I don't need to keep the information in the class once I have parsed it out so I was thinking perhaps it could be cleared or reset somehow and then updated to hold the new url information from page 2:n but I have no idea how to do this?

Alternatively if anyone knows another way to grab this specific data from this page and the following ones then that would be equally helpful?

Many thanks in advance.


Solution

  • How about using selenium and phantomjs instead of PyQt.
    You can easily get selenium by executing "pip install selenium". If you use Mac you can get phantomjs by executing "brew install phantomjs". If your PC is Windows use choco instead of brew, or Ubuntu use apt-get.

    from selenium import webdriver
    from bs4 import BeautifulSoup
    
    base_url = "https://uk.reuters.com"
    first_page = "/business/markets/index/.FTSE?sortBy=&sortDir=&pn=1"
    
    browser = webdriver.PhantomJS()
    
    # PARSE THE HTML
    browser.get(base_url + first_page)
    soup = BeautifulSoup(browser.page_source, "lxml")
    row_data = soup.find('div', attrs={'class':'column1 gridPanel grid8'})
    
    # PARSE ALL ROW DATA
    stripe_rows = row_data.findAll('tr', attrs={'class':'stripe'})
    non_stripe_rows = row_data.findAll('tr', attrs={'class':''})
    print(len(stripe_rows), len(non_stripe_rows))
    
    # GO TO THE NEXT PAGE
    next_button = soup.find("li", attrs={"class":"next"})
    while next_button:
      next_page = next_button.find("a")["href"]
      browser.get(base_url + next_page)
      soup = BeautifulSoup(browser.page_source, "lxml")
      row_data = soup.find('div', attrs={'class':'column1 gridPanel grid8'})
      stripe_rows = row_data.findAll('tr', attrs={'class':'stripe'})
      non_stripe_rows = row_data.findAll('tr', attrs={'class':''})
      print(len(stripe_rows), len(non_stripe_rows))
      next_button = soup.find("li", attrs={"class":"next"})
    
    # DONT FORGET THIS!!
    browser.quit()
    

    I know the code above is not efficient (too slow I feel), but I think that it will bring you the results you desire. In addition, if the web page you want to scrape does not use Javascript, even PhantomJS and selenium are unnecessary. You can use the requests module. However, since I wanted to show you the contrast with PyQt, I used PhantomJS and Selenium in this answer.

Required task 1 | Reproduce the scraping thread word for word from "I don't need" to "thanks in advance.".
The scraping thread has no connection to the listing.

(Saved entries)

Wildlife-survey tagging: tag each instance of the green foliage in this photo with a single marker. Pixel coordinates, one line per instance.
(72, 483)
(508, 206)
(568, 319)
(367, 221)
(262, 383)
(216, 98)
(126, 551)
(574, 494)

Required task 2 | Return every line of the listing that contains the word "each", matching case exactly.

Task output 1 |
I don't need to keep the information in the class once I have parsed it out so I was thinking perhaps it could be cleared or reset somehow and then updated to hold the new url information from page 2:n but I have no idea how to do this?

Alternatively if anyone knows another way to grab this specific data from this page and the following ones then that would be equally helpful?

Many thanks in advance.

Task output 2 |
Wildlife-survey tagging: tag each instance of the green foliage in this photo with a single marker. Pixel coordinates, one line per instance.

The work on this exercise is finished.